What you should do: For the data below, restate word for word only the lines from the line containing "point: electrical cord" through the line containing "point: power cord", both ends included.

Region pointing data:
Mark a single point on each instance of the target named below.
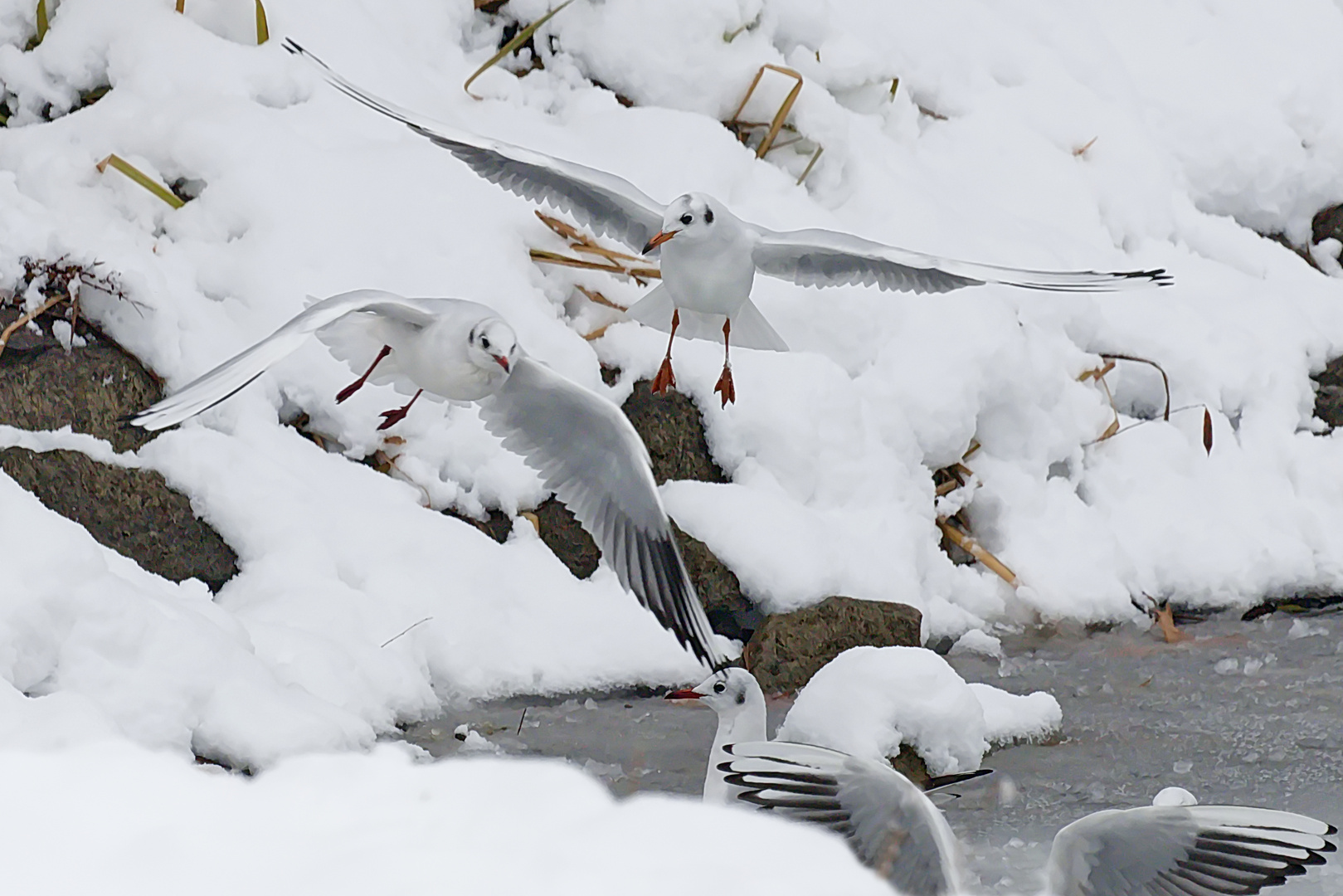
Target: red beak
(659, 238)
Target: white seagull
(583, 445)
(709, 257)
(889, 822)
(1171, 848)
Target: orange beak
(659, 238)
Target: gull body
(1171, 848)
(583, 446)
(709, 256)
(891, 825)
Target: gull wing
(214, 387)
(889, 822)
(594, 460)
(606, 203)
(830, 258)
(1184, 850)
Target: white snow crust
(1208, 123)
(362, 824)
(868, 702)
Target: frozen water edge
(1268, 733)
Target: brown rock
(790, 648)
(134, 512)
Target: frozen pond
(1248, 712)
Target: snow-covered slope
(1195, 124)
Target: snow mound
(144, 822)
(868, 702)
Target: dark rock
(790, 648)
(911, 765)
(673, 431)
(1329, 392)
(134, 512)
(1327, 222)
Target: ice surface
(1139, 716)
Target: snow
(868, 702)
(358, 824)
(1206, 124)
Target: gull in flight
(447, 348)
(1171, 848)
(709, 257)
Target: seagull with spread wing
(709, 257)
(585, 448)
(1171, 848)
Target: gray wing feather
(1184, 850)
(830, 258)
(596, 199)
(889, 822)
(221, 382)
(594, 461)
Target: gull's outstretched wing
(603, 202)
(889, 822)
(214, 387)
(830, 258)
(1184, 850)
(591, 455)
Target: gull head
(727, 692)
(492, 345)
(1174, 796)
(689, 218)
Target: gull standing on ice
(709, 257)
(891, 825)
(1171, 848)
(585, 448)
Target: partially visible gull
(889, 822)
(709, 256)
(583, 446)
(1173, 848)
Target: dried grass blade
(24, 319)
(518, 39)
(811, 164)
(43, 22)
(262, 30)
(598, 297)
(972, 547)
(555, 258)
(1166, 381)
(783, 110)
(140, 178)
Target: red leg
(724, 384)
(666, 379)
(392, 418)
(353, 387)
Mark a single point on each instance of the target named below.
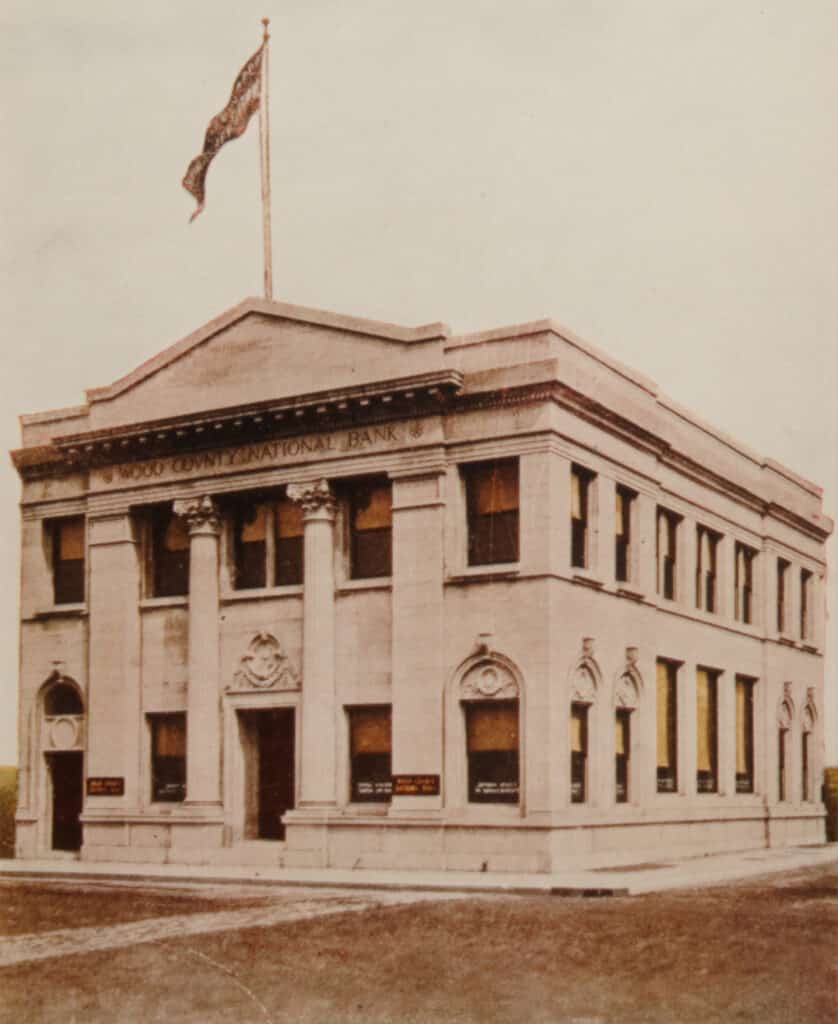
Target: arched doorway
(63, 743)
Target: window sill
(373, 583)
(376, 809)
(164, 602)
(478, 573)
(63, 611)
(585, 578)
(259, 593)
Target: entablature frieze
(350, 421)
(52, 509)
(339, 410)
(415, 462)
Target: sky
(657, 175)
* * *
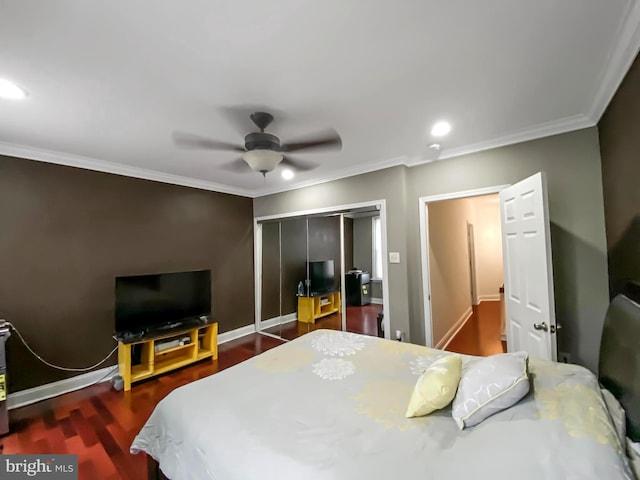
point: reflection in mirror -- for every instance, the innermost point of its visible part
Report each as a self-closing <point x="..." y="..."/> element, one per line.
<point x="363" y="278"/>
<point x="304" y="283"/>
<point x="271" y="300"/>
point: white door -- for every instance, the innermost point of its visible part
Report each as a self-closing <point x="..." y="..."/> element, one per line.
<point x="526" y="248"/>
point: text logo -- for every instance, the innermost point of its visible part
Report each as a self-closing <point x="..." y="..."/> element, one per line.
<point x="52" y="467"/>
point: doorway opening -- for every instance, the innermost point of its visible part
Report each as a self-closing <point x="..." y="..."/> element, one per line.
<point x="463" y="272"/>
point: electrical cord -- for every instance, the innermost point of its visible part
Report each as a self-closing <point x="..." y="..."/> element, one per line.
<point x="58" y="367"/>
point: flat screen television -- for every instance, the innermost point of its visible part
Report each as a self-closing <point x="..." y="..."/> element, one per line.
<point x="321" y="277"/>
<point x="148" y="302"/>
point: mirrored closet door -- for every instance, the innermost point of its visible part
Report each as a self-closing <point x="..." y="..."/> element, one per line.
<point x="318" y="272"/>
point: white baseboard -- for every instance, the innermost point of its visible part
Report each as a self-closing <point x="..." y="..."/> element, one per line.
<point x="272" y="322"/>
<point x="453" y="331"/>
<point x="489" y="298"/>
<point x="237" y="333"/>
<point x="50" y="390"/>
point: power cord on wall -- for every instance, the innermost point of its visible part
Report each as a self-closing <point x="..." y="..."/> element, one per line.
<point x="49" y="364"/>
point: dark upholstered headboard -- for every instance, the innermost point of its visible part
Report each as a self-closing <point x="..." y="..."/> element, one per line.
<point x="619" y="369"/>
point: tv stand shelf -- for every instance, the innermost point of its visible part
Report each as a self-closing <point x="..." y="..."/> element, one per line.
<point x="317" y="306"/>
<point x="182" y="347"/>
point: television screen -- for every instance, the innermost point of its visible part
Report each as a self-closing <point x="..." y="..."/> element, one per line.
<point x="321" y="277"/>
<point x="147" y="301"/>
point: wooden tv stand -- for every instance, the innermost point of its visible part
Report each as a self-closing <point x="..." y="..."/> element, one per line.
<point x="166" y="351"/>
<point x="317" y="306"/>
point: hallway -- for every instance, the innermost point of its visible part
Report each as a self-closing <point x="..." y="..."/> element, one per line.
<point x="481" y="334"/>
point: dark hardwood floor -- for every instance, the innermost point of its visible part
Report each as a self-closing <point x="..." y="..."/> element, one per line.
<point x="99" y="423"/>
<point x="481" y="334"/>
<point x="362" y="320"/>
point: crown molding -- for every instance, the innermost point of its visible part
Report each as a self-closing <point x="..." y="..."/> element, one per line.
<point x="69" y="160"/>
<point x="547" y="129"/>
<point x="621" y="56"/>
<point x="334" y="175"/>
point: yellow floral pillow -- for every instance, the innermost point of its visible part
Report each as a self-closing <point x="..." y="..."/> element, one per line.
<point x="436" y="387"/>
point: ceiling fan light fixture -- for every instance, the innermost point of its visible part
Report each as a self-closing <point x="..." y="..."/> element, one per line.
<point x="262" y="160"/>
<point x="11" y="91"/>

Written response:
point: electrical cord -- for every instance, the innermost point of its visible part
Report each as a self-closing <point x="..." y="..."/> element, one per line.
<point x="58" y="367"/>
point: flat screen television -- for every instance, the innermost point of its visible part
Report each as a self-closing <point x="..." y="..."/> element, one per line.
<point x="321" y="277"/>
<point x="148" y="302"/>
point: mirrored closet door -- for every instance, the innermost point of its visible part
Report each as a self-closing <point x="..." y="..."/> element, one per line.
<point x="318" y="272"/>
point: white baseboard -- for every instance, the innermost point of its visible part
Report each as a self-closing <point x="..." y="..."/> element, one per line.
<point x="272" y="322"/>
<point x="453" y="331"/>
<point x="489" y="298"/>
<point x="237" y="333"/>
<point x="50" y="390"/>
point: power cord on wall -- for every instance, the innermost point of its visible part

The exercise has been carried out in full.